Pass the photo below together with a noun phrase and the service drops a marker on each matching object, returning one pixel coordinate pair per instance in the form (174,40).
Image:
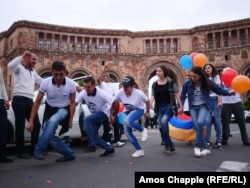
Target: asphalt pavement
(118,170)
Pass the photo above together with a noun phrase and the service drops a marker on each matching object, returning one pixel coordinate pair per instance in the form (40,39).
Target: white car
(73,133)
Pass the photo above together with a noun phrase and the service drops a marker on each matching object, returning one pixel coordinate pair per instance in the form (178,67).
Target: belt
(22,97)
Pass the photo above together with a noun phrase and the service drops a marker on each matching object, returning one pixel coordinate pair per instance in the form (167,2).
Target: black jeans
(3,128)
(22,108)
(238,111)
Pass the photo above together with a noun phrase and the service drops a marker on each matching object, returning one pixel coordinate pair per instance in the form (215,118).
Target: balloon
(121,118)
(186,62)
(192,55)
(121,108)
(228,74)
(199,60)
(241,84)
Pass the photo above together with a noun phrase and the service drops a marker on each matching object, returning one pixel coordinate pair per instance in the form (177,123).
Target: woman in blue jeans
(162,90)
(214,117)
(197,89)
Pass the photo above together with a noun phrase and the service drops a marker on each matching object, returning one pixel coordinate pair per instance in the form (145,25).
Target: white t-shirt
(136,100)
(100,102)
(230,99)
(107,87)
(57,96)
(217,81)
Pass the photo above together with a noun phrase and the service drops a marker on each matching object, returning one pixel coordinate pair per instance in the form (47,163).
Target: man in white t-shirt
(99,103)
(105,84)
(59,109)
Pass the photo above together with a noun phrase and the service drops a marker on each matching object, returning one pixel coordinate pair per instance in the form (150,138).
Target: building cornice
(112,32)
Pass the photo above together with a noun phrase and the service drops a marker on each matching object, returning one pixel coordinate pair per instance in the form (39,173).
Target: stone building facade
(86,51)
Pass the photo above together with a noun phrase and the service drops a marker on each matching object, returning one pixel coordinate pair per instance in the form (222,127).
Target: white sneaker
(205,152)
(118,144)
(144,134)
(197,152)
(138,153)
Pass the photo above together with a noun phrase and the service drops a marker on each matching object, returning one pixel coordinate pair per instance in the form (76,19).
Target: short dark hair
(58,66)
(89,79)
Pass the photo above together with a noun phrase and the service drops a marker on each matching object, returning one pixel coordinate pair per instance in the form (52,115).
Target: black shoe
(107,152)
(24,156)
(224,142)
(246,143)
(39,156)
(168,150)
(217,145)
(4,159)
(90,149)
(66,158)
(162,143)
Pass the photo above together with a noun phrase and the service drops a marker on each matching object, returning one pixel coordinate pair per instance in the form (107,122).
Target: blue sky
(133,15)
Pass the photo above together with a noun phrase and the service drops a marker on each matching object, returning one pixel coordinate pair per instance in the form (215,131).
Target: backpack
(171,95)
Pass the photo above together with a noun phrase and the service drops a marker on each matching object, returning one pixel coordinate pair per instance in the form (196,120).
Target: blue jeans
(92,124)
(3,128)
(199,114)
(215,119)
(164,114)
(22,108)
(130,123)
(48,136)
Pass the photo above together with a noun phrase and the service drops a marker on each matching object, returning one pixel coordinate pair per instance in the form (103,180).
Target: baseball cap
(128,81)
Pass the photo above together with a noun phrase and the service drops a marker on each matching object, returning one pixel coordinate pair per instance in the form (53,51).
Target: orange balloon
(192,55)
(240,84)
(199,60)
(228,74)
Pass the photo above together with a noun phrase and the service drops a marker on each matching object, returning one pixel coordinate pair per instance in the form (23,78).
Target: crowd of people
(208,101)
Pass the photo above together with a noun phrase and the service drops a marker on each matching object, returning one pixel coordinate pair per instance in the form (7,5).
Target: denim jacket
(188,91)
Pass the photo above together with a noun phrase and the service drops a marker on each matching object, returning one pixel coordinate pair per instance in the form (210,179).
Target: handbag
(173,102)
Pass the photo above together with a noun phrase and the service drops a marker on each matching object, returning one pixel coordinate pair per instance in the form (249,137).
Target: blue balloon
(186,62)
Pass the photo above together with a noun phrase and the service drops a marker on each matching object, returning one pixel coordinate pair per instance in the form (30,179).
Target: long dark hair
(214,71)
(204,80)
(165,70)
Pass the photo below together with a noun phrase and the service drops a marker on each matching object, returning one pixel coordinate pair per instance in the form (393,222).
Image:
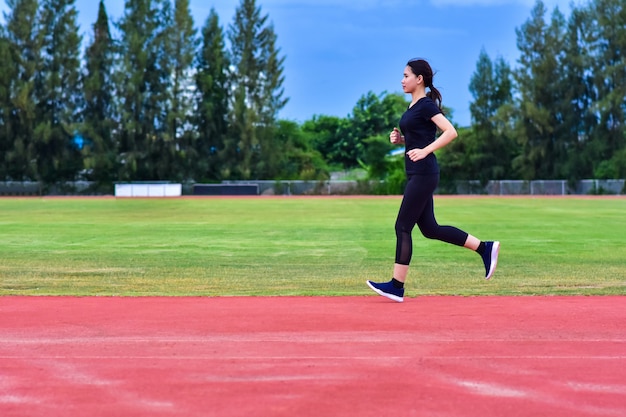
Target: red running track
(313,356)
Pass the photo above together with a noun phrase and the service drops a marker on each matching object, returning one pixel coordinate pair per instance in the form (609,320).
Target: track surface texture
(313,356)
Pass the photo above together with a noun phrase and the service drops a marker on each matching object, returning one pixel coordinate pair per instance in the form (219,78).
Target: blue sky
(338,50)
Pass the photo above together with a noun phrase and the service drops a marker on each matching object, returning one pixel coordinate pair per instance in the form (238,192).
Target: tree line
(152,98)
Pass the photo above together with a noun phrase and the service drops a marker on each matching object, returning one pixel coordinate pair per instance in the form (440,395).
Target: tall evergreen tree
(6,108)
(212,83)
(577,96)
(142,83)
(491,153)
(608,45)
(24,49)
(257,82)
(58,91)
(540,93)
(181,51)
(100,152)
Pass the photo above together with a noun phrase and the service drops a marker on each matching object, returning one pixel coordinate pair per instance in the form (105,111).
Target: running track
(313,356)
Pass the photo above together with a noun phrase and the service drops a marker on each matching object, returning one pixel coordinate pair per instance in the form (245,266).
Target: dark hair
(422,67)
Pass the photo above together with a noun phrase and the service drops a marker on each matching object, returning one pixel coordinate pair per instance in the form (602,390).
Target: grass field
(303,246)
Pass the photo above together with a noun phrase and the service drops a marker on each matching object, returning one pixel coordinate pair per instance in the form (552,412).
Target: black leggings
(417,208)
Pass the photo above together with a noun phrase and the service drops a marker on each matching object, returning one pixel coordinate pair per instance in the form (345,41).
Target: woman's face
(409,80)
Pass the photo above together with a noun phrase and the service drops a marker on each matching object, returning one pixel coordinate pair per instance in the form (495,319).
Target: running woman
(418,129)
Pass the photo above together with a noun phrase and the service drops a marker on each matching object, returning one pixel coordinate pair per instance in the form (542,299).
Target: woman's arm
(448,134)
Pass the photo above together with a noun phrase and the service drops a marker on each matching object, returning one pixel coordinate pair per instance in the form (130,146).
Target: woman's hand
(395,137)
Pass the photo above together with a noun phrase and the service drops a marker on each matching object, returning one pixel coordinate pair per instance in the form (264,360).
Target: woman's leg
(431,229)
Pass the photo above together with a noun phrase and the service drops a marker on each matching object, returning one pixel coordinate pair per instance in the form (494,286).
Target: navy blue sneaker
(386,289)
(490,258)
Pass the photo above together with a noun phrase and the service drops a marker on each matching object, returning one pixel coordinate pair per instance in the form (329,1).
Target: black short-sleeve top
(419,131)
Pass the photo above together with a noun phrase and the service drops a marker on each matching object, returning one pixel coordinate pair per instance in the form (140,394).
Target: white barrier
(148,190)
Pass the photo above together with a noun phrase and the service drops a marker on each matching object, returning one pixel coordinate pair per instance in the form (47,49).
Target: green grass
(303,246)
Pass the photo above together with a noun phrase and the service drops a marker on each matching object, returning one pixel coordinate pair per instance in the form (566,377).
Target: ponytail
(435,96)
(422,67)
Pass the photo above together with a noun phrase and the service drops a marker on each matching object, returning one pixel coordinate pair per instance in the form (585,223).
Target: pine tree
(143,85)
(181,51)
(98,115)
(212,82)
(6,109)
(58,91)
(257,83)
(490,154)
(538,80)
(24,49)
(608,48)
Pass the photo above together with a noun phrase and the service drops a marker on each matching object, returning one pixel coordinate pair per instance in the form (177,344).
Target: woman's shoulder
(429,106)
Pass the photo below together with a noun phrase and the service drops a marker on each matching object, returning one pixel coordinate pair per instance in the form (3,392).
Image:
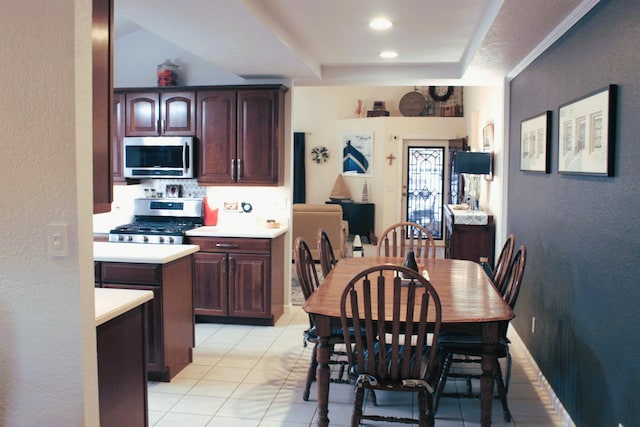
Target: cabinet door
(210,295)
(142,114)
(177,113)
(249,288)
(153,325)
(117,130)
(102,66)
(216,132)
(259,136)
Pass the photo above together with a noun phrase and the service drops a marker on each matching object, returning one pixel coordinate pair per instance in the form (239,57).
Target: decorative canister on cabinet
(167,73)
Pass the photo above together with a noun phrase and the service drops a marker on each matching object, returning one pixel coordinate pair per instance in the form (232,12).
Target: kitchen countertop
(140,252)
(468,216)
(237,231)
(111,303)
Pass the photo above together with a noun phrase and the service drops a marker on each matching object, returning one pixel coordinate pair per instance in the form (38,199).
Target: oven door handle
(226,245)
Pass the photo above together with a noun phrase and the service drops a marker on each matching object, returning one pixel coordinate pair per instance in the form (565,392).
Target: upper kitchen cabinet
(156,113)
(241,133)
(102,47)
(117,135)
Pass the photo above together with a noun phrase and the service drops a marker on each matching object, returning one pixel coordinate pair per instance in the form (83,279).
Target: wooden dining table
(470,303)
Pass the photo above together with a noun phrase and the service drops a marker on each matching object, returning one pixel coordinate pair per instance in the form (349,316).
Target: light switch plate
(58,240)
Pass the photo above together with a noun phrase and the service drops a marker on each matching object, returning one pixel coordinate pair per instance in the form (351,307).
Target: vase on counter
(167,74)
(410,262)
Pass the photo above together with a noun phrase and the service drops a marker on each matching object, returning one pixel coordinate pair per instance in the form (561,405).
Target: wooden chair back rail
(325,252)
(395,243)
(364,308)
(503,263)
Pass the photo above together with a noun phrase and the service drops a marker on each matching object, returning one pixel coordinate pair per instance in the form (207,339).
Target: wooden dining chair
(325,252)
(309,282)
(402,237)
(388,348)
(499,273)
(466,348)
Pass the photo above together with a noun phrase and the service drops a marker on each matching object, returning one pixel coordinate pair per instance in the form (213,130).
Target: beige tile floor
(250,376)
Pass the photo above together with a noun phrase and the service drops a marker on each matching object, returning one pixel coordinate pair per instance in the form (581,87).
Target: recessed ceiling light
(388,54)
(380,24)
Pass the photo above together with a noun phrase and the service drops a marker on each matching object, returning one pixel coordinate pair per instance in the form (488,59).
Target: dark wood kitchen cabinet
(238,279)
(470,242)
(155,113)
(169,316)
(117,135)
(102,88)
(122,375)
(241,134)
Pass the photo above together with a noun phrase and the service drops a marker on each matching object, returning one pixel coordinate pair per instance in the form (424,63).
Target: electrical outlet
(58,240)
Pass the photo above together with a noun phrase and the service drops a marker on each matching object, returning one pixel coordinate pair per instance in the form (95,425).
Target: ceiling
(329,42)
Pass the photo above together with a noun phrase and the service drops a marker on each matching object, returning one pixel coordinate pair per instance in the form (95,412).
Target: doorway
(424,180)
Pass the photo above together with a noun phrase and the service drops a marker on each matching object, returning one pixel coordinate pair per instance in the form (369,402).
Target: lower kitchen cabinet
(122,379)
(238,279)
(169,317)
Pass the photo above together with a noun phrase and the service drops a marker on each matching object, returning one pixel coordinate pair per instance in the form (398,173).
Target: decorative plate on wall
(319,154)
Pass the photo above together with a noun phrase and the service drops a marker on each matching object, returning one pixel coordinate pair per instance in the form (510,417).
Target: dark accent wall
(582,280)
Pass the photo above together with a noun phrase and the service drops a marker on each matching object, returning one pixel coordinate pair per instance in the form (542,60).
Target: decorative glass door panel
(425,187)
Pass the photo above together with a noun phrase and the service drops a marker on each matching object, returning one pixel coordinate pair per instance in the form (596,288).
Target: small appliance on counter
(160,221)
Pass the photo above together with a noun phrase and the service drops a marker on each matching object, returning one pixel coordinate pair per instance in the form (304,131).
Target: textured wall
(47,319)
(581,281)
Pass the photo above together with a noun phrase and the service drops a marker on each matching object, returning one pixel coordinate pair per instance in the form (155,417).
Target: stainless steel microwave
(158,157)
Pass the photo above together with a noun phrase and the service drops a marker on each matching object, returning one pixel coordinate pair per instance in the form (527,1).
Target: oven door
(158,157)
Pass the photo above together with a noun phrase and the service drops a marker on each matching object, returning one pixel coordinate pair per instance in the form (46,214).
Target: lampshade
(474,163)
(340,190)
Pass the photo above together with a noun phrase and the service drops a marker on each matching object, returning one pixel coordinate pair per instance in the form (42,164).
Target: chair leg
(357,407)
(372,396)
(508,377)
(311,373)
(442,381)
(502,393)
(425,409)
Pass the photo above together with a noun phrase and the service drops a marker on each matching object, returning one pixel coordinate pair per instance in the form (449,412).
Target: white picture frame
(586,134)
(357,153)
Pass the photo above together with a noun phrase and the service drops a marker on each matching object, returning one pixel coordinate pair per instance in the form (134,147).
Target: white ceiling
(328,42)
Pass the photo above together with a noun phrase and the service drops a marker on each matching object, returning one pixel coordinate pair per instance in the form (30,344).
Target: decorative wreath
(319,154)
(441,98)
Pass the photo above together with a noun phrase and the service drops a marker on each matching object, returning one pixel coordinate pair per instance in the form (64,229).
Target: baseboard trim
(542,381)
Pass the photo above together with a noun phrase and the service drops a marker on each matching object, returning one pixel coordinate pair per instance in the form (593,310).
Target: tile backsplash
(269,203)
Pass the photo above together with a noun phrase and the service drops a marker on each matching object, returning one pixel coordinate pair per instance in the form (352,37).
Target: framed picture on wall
(535,141)
(357,153)
(586,136)
(487,147)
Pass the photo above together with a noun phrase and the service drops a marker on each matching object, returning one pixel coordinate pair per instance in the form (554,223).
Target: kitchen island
(167,271)
(122,372)
(238,273)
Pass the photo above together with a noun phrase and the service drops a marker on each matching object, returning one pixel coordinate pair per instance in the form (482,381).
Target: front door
(424,184)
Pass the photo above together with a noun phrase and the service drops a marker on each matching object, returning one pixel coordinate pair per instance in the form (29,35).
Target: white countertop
(468,216)
(237,231)
(140,252)
(111,303)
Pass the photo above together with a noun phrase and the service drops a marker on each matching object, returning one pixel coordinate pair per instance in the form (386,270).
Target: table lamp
(472,165)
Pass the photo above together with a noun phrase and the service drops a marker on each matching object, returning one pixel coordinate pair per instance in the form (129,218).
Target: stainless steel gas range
(160,221)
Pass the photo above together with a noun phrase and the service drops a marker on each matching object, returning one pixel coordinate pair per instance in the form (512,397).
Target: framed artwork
(487,147)
(586,137)
(535,142)
(357,153)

---------------

= TASK REQUIREMENTS =
Pick out all lines from the data above in which the word "below" appears.

= YOUR RESPONSE =
Pass the photo below together with a noun phrase and the service drops a marker on each matching object, returning one pixel coordinate pair per instance in the form (174,40).
Pass the photo below together with a noun phrase and the service drops a marker on each matching object, returning one pixel coordinate pair per instance in the form (393,222).
Pass the photo below together with a noun phrase and the service drops a marker on each matching object, returning one pixel coordinate pair per instance in the form (3,392).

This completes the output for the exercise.